WHAT THE EXERCISE ASKS:
Reproduce every one of the entries below word for word, from start to finish.

Location labeling records

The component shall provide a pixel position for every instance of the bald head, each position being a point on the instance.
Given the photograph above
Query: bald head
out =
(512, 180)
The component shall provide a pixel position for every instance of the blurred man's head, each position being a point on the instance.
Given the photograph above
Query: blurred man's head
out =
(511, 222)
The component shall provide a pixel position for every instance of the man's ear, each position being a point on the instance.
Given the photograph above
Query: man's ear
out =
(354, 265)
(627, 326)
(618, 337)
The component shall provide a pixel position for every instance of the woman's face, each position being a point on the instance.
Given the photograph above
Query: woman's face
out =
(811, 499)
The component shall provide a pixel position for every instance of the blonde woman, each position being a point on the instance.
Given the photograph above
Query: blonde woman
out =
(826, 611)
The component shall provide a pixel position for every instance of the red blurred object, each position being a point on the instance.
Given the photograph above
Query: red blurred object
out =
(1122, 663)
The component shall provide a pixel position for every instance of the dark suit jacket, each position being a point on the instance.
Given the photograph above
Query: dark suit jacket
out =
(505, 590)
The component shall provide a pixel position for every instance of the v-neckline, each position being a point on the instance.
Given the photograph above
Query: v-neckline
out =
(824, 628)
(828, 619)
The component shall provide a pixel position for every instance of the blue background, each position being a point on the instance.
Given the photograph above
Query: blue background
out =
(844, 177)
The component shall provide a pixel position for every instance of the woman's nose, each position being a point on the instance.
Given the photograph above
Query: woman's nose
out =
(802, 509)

WORKED SOLUTION:
The component shall provide a pixel position for every instance of the bald head, each position being a point on the instance.
Given the photograph above
Query: bald head
out =
(512, 180)
The component shall provide a pixel position for every instance of the blurred man's head, each position being a point on the instance.
Given the photograph above
Query: blurred man's head
out =
(511, 222)
The component shall provide a pixel position for every instance of the man's ear, each position being a point on the instance.
Given the photograph above
Query: man's ear
out =
(354, 265)
(627, 326)
(618, 337)
The component shall provide a pixel position for every instance of the woman's face, each position being a point on the instance.
Given the photograph above
Query: woman's face
out =
(811, 499)
The component shall provide a pixel position for every instance of the blonde woman, each position being a point on the instance.
Given the photograph above
Query: blonde woman
out =
(826, 611)
The component shall provide a pixel position for every instance of the red blurred object, each position being a point on the instance.
Given the photograph above
Query: red blurred object
out =
(1122, 663)
The component shall provide a pixel position for every instance of the dark suit jacket, each position being a point on the instance.
Given the photograph above
Query: dark suit jacket
out =
(505, 590)
The component shall provide a pixel position for every instance of the v-neckline, each position being a point on the instance.
Given the photograph above
Query: v-neckline
out =
(824, 628)
(828, 619)
The component shall provide a pixel position for every instance of the blue background, each position being a point on the instance.
Given the photograph above
Query: blue background
out =
(844, 177)
The component shall provide a pixel position for every instance of the woman's nose, each position being a point on the instance.
Given the photograph above
Query: woman's nose
out =
(802, 509)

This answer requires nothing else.